### What the task asks
From the Fooz pedal review, reproduce the passage that starts at the words "The Fuzz Bone’s" and ends after the words "the modulation rate.".

### Text excerpt
◆ ◆ ◆ ◆ ◆

Seymour Duncan’s Fooz Analog Fuzz Synthesizer can energize guitar-based creativity in similar ways. It’s capable of sounds from subtle to severely mutilated, and its many fuzz, modulation, and filtering textures can make chords and licks you’ve flogged to death sound fresh. It is also versatile—with fuzz, modulation, and filtering sections that can be used independently in familiar ways, or combined to generate complex mutant sounds. And with an interface and circuit that mimics an analog synth in many respects, it encourages the kind of unconscious, creative wandering and tone sculpting that makes an old Moog so much fun.

The Fuzz Bone’s Connected to the Mod’ Bone
If you’ve tinkered with old analog synths, you’ll probably find the Fooz’s simpler-than-it-looks control set familiar and inviting. The effects are grouped in modular blocks dedicated to the fuzz, the LFO-driven modulation section, and the filter controls. There’s also an envelope sensitivity control that regulates the sweep and dynamic reactivity of the envelope filter. The two footswitches bypass the effect and provide tap tempo input for the modulation rate.

The Fooz’ top panel is streamlined, too. Lacking stereo capabilities or MIDI control options, the I/O set is limited to an input, an output, and an expression pedal input. But the top panel is also home to a small recessed area featuring eight DIP switches that enable you to reverse the direction of the envelope sweep, reverse envelope control of rate and depth of the LFO, and assign functions including volume, frequency, rate, and depth to an expression pedal (not included).

There’s a lot to be said for the intuitive tweaking process and the ease with which you can extract rich, highly usable sounds.

Pulses, Sweeps, and Formidable Fuzz
Though some may lament the Fooz’s lack of MIDI control and other options that add power and complexity to guitar synths and synth-type pedals, there’s a lot to be said for the ease with which you can extract rich, highly usable sounds.

◆ ◆ ◆ ◆ ◆

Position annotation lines
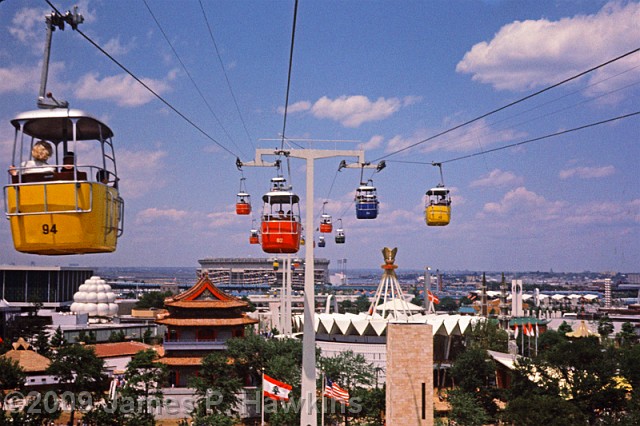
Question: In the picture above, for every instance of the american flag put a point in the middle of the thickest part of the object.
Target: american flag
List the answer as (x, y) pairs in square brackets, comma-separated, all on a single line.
[(332, 390)]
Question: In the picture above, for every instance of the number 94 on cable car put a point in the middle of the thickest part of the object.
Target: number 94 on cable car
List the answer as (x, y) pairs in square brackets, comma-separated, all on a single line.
[(56, 202)]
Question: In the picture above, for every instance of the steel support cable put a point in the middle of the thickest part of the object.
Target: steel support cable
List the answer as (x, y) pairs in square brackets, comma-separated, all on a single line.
[(511, 104), (585, 101), (550, 135), (125, 69), (235, 101), (286, 102), (184, 67)]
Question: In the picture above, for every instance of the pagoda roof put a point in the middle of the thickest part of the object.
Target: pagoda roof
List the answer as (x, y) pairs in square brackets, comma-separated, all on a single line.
[(212, 322), (181, 361), (204, 295)]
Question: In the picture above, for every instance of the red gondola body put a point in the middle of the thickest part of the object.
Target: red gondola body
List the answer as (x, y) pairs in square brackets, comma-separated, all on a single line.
[(280, 231)]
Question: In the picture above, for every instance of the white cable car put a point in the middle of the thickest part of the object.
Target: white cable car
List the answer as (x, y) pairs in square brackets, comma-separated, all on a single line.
[(281, 229), (326, 227), (366, 201), (243, 200), (340, 237)]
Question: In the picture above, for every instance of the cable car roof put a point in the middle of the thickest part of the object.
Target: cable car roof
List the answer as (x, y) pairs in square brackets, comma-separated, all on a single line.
[(55, 125), (280, 197), (438, 191)]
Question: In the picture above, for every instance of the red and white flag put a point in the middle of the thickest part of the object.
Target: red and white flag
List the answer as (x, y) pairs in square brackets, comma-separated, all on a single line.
[(332, 390), (275, 389)]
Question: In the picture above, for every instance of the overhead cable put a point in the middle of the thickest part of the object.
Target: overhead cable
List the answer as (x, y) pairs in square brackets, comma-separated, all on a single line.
[(511, 103), (550, 135), (235, 101), (286, 102), (184, 67), (125, 69)]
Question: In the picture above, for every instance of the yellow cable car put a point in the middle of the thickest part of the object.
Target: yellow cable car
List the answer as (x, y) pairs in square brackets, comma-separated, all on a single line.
[(63, 206), (438, 207)]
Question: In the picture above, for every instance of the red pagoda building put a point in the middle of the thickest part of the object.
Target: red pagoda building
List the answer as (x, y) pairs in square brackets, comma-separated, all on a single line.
[(198, 321)]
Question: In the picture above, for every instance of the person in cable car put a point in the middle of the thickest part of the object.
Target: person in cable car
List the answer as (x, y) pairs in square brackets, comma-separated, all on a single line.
[(40, 154)]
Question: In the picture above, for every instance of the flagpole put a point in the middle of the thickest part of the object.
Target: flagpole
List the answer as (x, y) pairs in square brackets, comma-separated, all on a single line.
[(322, 393), (262, 400)]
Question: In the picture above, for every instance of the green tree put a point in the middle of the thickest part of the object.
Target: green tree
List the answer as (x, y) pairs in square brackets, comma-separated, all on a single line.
[(12, 376), (217, 386), (447, 304), (58, 340), (465, 409), (41, 343), (144, 378), (80, 372), (627, 335), (535, 410), (152, 299), (564, 328), (605, 326), (474, 374), (117, 336), (351, 372), (488, 335)]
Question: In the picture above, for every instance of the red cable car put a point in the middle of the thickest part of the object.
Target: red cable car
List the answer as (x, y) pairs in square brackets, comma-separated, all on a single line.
[(281, 228), (326, 226), (243, 200)]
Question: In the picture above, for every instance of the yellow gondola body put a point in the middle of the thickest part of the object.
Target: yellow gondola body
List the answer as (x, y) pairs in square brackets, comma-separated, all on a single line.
[(438, 215), (57, 218), (70, 208), (438, 207)]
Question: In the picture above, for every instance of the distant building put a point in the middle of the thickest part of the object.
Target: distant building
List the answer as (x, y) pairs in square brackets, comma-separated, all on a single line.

◆ ◆ ◆ ◆ ◆

### Expected answer
The Fuzz Bone’s Connected to the Mod’ Bone
If you’ve tinkered with old analog synths, you’ll probably find the Fooz’s simpler-than-it-looks control set familiar and inviting. The effects are grouped in modular blocks dedicated to the fuzz, the LFO-driven modulation section, and the filter controls. There’s also an envelope sensitivity control that regulates the sweep and dynamic reactivity of the envelope filter. The two footswitches bypass the effect and provide tap tempo input for the modulation rate.